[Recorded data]
§ §

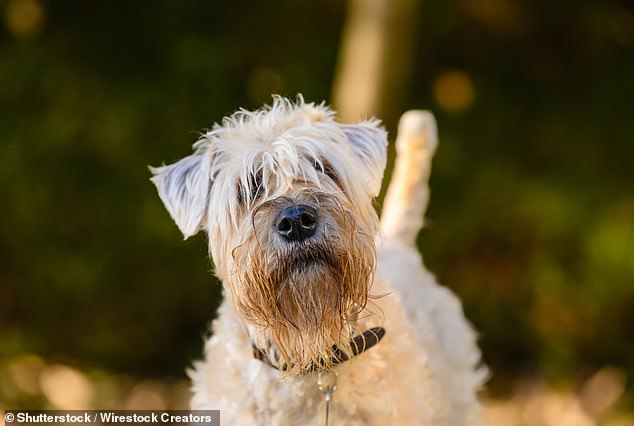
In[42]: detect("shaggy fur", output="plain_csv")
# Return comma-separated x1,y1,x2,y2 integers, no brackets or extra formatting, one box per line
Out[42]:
152,97,485,425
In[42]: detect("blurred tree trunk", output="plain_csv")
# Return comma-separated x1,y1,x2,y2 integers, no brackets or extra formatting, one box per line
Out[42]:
332,0,421,128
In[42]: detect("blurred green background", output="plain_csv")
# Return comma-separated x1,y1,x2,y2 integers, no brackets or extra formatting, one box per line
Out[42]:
0,0,634,424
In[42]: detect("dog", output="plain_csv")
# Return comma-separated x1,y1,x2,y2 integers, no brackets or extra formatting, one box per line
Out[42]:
151,96,487,426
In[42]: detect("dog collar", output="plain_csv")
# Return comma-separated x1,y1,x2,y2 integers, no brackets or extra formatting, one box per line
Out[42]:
253,327,385,373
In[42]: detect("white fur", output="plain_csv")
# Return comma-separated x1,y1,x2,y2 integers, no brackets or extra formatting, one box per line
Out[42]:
153,98,486,426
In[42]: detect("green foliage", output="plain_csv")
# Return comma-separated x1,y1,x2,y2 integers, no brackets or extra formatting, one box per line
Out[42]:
0,0,634,402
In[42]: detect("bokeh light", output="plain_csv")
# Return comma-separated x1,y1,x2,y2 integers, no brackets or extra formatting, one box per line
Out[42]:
433,70,475,113
5,0,45,39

§ §

What needs to be done: Write out all of the data above line for line, without changing a single character. Leave the picture out of your copy.

Result of this task:
In[42]: detect("shaggy fur", output="plain_csv")
# Return comma-separated x1,y1,x2,y2 integers, no brackets or extra formatting, one box per line
Out[42]:
152,97,485,425
In[42]: detect("blurred tree trunk", output="plain_csv")
# Return comma-separated x1,y1,x2,y2 integers, no brackets or extra formatting, one box per line
Out[42]:
332,0,421,128
In[42]: detect("blurred green background", output="plain_csv")
# Return comma-separated x1,y1,x2,y2 integers, no brackets or extra formatting, one box per line
Out[42]:
0,0,634,424
In[42]: detect("dog", output="plain_csv")
# Return comma-separated x1,y1,x2,y2 integers, no brackets or extra formatting, one box per line
Out[42]:
151,96,487,426
In[42]: detect("dog collar", output="plain_csv")
# Return comma-separated x1,y1,x2,y2 integers, no brackets or extra formatting, one box per line
Out[42]:
253,327,385,373
In[42]: detect("white fur", output="plain_csv")
# Return comma-separated x1,y1,x2,y2 integers, no brackets or extra formatting, one box per line
Out[42]:
153,98,486,426
In[42]: detect("green foliage", output="plain_csv")
# Return comma-separated x1,y1,x2,y2 integers, no brackets or extra formatting, one box per line
Out[42]:
0,0,634,402
In[42]: detect("bokeh light", output="plain_csv")
# Return comma-separated x1,y1,x2,y2 integers, no brackets or extra formatting, one box per line
Out[42]:
433,70,475,113
5,0,45,39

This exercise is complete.